WHAT TO DO:
The records below need to come back exactly as they are, pictures omitted.

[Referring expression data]
..........
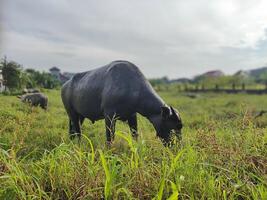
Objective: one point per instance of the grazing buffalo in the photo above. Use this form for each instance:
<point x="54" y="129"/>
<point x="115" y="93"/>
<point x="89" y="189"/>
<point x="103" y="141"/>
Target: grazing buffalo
<point x="30" y="90"/>
<point x="118" y="90"/>
<point x="35" y="99"/>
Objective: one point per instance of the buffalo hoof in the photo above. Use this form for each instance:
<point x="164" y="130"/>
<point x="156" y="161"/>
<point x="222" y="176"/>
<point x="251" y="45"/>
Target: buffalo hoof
<point x="109" y="144"/>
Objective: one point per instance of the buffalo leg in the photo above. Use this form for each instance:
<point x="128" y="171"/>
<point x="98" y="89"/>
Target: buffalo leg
<point x="110" y="122"/>
<point x="132" y="121"/>
<point x="75" y="126"/>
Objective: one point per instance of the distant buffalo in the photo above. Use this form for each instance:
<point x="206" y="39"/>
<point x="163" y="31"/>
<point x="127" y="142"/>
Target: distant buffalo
<point x="118" y="90"/>
<point x="30" y="90"/>
<point x="35" y="99"/>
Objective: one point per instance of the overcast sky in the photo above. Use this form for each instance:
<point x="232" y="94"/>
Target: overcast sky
<point x="177" y="38"/>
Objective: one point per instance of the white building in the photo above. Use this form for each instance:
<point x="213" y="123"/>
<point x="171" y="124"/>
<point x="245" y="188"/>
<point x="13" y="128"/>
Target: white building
<point x="2" y="87"/>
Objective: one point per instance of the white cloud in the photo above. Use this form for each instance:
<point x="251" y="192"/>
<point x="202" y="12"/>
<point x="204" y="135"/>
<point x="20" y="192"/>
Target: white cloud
<point x="174" y="38"/>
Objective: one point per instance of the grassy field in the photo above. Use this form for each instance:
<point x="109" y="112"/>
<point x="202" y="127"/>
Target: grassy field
<point x="222" y="154"/>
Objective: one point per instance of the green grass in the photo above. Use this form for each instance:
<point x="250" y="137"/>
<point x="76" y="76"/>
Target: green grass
<point x="222" y="154"/>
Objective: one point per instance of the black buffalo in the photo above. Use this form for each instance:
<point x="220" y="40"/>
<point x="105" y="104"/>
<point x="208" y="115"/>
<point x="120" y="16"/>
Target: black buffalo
<point x="118" y="90"/>
<point x="35" y="99"/>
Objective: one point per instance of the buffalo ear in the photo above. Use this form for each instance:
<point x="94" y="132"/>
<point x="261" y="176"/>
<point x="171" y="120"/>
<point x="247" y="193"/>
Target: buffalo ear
<point x="165" y="112"/>
<point x="174" y="114"/>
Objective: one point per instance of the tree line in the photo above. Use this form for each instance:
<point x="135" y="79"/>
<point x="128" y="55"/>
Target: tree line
<point x="15" y="77"/>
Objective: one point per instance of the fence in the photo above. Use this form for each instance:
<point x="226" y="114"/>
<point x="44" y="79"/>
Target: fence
<point x="232" y="90"/>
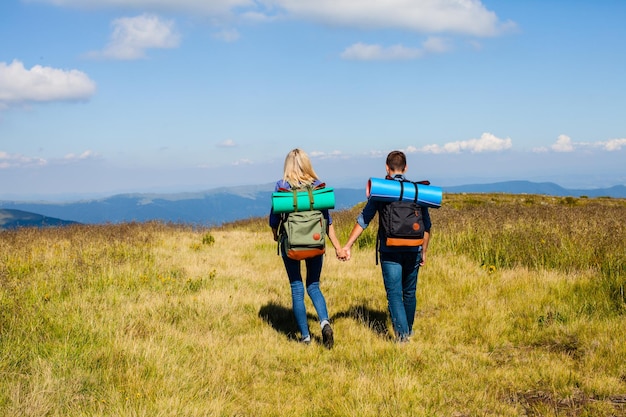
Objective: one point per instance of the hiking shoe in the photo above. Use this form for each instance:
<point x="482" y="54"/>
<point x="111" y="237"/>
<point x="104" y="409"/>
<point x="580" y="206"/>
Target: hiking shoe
<point x="327" y="336"/>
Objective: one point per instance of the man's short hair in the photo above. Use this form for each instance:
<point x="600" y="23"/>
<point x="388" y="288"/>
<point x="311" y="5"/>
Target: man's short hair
<point x="396" y="161"/>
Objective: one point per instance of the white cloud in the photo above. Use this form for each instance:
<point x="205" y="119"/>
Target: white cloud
..........
OUTPUT:
Objective: one point per instance of the grazing buffalo in the photo above. Use this form for each instance:
<point x="54" y="129"/>
<point x="115" y="93"/>
<point x="89" y="189"/>
<point x="103" y="141"/>
Target: grazing buffalo
<point x="30" y="90"/>
<point x="118" y="90"/>
<point x="35" y="99"/>
Objective: one point per instance of the buffalo hoof in the photo above. Use this form for each instance:
<point x="164" y="130"/>
<point x="156" y="161"/>
<point x="222" y="176"/>
<point x="251" y="45"/>
Target: buffalo hoof
<point x="109" y="144"/>
Objective: one point per instance of the buffalo leg in the photo above. Use this form for each instance:
<point x="128" y="171"/>
<point x="98" y="89"/>
Target: buffalo leg
<point x="110" y="122"/>
<point x="132" y="121"/>
<point x="75" y="126"/>
Objective: one point per instance of the distant buffalo in the photo above. Use this form for each instance:
<point x="206" y="39"/>
<point x="163" y="31"/>
<point x="127" y="142"/>
Target: distant buffalo
<point x="118" y="90"/>
<point x="30" y="90"/>
<point x="35" y="99"/>
Objective: one point per instance of the overcast sky in the photo above. Use this form for each instance:
<point x="232" y="94"/>
Target: overcast sky
<point x="177" y="38"/>
Objective: one point per instance of the white building in the photo above. Use this form for each instance:
<point x="213" y="123"/>
<point x="171" y="124"/>
<point x="245" y="188"/>
<point x="13" y="128"/>
Target: white building
<point x="2" y="87"/>
Objective: one point per instance of the white cloud in the photo above. Use this form for each instance:
<point x="251" y="192"/>
<point x="202" y="12"/>
<point x="204" y="135"/>
<point x="20" y="192"/>
Target: white cloud
<point x="174" y="38"/>
Objective: one point per instance of the grassy field in the photo above. Use this form for each instance:
<point x="109" y="112"/>
<point x="202" y="127"/>
Target: grassy field
<point x="222" y="154"/>
Objective: one point per instance of the green grass in the photo above. Use this form for each instance:
<point x="250" y="137"/>
<point x="76" y="76"/>
Target: green grass
<point x="222" y="154"/>
Objective: one point per instance of the black buffalo in the photo above. Use this form for each instance:
<point x="220" y="40"/>
<point x="105" y="104"/>
<point x="208" y="115"/>
<point x="120" y="16"/>
Target: black buffalo
<point x="118" y="90"/>
<point x="35" y="99"/>
Objective: one point per instance of the buffalo ear in the photo above. Use this form for each instance:
<point x="94" y="132"/>
<point x="261" y="176"/>
<point x="171" y="120"/>
<point x="247" y="193"/>
Target: buffalo ear
<point x="165" y="112"/>
<point x="174" y="114"/>
Objective: one point per instance of the tree line in the photo above. Use this form for each instance:
<point x="135" y="79"/>
<point x="128" y="55"/>
Target: tree line
<point x="15" y="77"/>
Objective: one point per instance of the fence in the photo above. Use this form for each instance:
<point x="226" y="114"/>
<point x="44" y="79"/>
Target: fence
<point x="232" y="90"/>
Objective: one point per instance of the hiking shoe in the photo above. Use this form for each instance:
<point x="482" y="54"/>
<point x="111" y="237"/>
<point x="104" y="409"/>
<point x="580" y="206"/>
Target: hiking shoe
<point x="327" y="336"/>
Objective: one point per instance of the man's short hair in the photo above. Use this form for each instance:
<point x="600" y="23"/>
<point x="388" y="288"/>
<point x="311" y="5"/>
Target: man's short hair
<point x="396" y="161"/>
Objective: one point per instance of the white cloud in the photo above. Use this form for each instance:
<point x="205" y="119"/>
Target: white cloud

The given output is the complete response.